Text extract —
▼▼▼

This guide walks through the core ocx workflow — from running your first package to managing multiple versions. It assumes ocx is already installed. Each section builds on the previous one, but they can be read independently.

First-time setup

On a fresh install, your local index is empty — ocx won't find any packages. Pass --remote to query the registry directly. Once a package is installed, commands that operate on it (which, select, env, exec) work without the flag. To populate your local index for browsing and offline use, run ocx index update with the packages you need.

Quick Start

Most tools require a separate install step before you can use them for the first time. You configure a source, install the tool, then run it. For a one-off task, that overhead is wasteful.

ocx package exec collapses that into a single command. If the package is not in the local object store, it is downloaded automatically. Then the command runs inside an isolated environment containing only the package's declared variables — no ambient PATH pollution.

sh
ocx package exec "uv:0.10.0" -- uv --version
Running a package

The binary is cached in the object store, so subsequent calls with the same version skip the download. Nothing else persists: no candidate symlink, no current pointer.

TIP

Use ocx package exec for one-off tasks or in CI where you want a reproducible, isolated invocation. For tools you reach for every day, read on.

Running multiple packages in a single invocation

Pass multiple packages before --. Their environments are merged in declaration order so all tools are accessible inside the subprocess.

A real-world example: Bun is a JavaScript runtime that complements Node.js. Bringing both runtimes together with a single command means both node and bun are on PATH without any manual setup:

sh
ocx package exec "nodejs:24.0.0" "bun:1.3.0" -- bun --version
Running multiple packages together

Installing

Running ocx package exec re-resolves the package on every invocation. For tools you use across multiple sessions — compilers, interpreters, build utilities — you want a persistent, named install that is available offline and at a known, stable path.

ocx package install downloads the package into the content-addressed object store and creates a candidate symlink at ~/.ocx/symlinks/{registry}/{repo}/candidates/{tag}. That path never changes after installation. If two tags resolve to the same binary build, only one object lives on disk.

sh
ocx package install "uv:0.10.0"
Installing a package

Once installed, ocx package which --candidate returns the stable candidate path without re-resolving the package — useful for embedding in build scripts, IDE configs, or CI pipelines that need a fixed path pinned to a specific version:

sh
ocx package install "uv:0.10.0"
ocx package which --candidate "uv:0.10.0"

▲▲▲

Dataset excerpts —
▼▼▼

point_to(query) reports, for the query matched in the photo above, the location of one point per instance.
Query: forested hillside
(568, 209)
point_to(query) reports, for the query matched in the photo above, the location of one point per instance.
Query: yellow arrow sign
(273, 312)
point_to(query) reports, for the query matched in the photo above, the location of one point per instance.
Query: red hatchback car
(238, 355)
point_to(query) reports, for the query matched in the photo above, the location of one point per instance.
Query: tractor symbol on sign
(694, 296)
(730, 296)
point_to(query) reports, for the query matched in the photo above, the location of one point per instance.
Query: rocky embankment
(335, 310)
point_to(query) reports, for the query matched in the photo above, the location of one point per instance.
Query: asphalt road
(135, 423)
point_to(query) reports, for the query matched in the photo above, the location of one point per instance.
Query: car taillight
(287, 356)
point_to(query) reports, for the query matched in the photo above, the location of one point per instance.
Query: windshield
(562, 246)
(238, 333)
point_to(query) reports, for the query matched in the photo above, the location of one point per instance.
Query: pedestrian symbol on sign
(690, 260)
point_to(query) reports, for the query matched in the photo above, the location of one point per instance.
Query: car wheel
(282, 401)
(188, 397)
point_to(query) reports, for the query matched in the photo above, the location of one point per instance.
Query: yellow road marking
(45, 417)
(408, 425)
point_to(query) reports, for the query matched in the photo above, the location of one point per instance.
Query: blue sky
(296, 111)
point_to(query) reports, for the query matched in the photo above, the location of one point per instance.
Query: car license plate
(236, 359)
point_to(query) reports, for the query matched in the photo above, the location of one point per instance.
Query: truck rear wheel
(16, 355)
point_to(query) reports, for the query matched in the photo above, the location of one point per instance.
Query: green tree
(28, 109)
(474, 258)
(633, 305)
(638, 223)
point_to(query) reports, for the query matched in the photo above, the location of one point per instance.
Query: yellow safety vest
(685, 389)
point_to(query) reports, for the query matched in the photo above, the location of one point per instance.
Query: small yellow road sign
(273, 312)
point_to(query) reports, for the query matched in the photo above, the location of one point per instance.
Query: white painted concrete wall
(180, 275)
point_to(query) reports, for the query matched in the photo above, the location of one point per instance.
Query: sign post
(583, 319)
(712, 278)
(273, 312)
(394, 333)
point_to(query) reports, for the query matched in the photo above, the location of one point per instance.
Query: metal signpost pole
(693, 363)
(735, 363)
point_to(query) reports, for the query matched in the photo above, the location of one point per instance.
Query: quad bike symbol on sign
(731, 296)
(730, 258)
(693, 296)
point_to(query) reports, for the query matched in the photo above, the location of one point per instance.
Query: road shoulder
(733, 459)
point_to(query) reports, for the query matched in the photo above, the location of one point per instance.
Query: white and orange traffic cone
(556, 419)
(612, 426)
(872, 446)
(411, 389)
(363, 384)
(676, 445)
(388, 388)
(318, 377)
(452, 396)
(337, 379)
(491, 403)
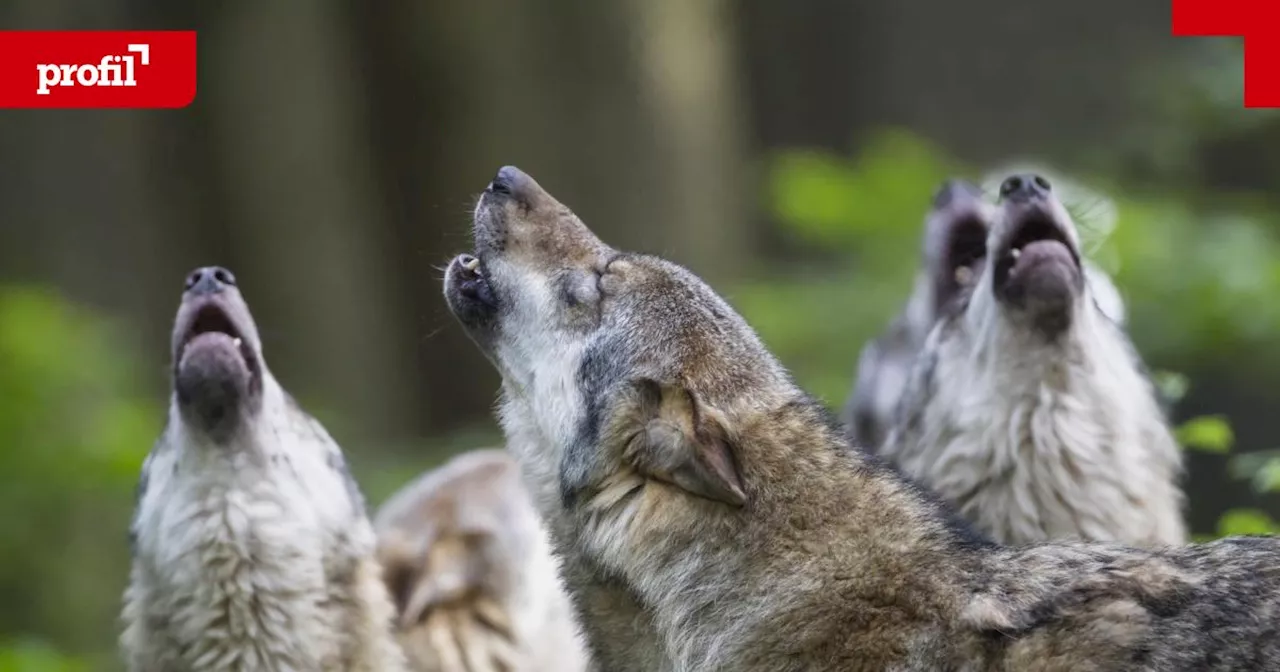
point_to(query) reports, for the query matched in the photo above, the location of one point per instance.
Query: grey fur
(947, 272)
(251, 549)
(1040, 437)
(472, 574)
(682, 470)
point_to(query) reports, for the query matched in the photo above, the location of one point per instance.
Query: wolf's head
(954, 256)
(218, 366)
(1034, 277)
(625, 370)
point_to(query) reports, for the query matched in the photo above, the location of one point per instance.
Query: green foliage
(1211, 434)
(1261, 467)
(36, 657)
(1246, 521)
(74, 432)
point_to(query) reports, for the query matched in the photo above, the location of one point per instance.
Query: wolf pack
(1000, 493)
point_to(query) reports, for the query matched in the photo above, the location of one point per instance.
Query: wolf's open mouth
(472, 282)
(967, 248)
(213, 321)
(1034, 237)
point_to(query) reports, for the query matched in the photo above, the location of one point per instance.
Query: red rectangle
(97, 68)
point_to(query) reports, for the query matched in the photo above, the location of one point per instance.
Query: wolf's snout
(512, 182)
(209, 280)
(1025, 187)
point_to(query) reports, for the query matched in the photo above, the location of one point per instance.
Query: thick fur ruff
(1040, 435)
(1034, 440)
(471, 572)
(255, 556)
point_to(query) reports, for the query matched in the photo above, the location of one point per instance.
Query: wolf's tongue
(1042, 251)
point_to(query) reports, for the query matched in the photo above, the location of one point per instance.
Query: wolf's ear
(684, 443)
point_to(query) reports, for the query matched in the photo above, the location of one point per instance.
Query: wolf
(952, 259)
(251, 547)
(472, 575)
(679, 461)
(1028, 407)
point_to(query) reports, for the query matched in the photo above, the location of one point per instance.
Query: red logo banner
(97, 68)
(1257, 22)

▲▲▲

Jobs —
[a] In the ocx guide, which flag do you pass on a fresh install to query the registry directly?
[b] Does each of these statements agree with the ocx guide? Answer yes or no for each and quote the deciding words.
(i) Running ocx package exec leaves a candidate symlink behind.
(ii) When several packages are passed before --, their environments are merged in declaration order.
(iii) If two tags resolve to the same binary build, two objects are kept on disk.

Outputs by task —
[a] --remote

[b]
(i) No: "Nothing else persists: no candidate symlink, no current pointer."
(ii) Yes: "Their environments are merged in declaration order so all tools are accessible inside the subprocess."
(iii) No: "If two tags resolve to the same binary build, only one object lives on disk."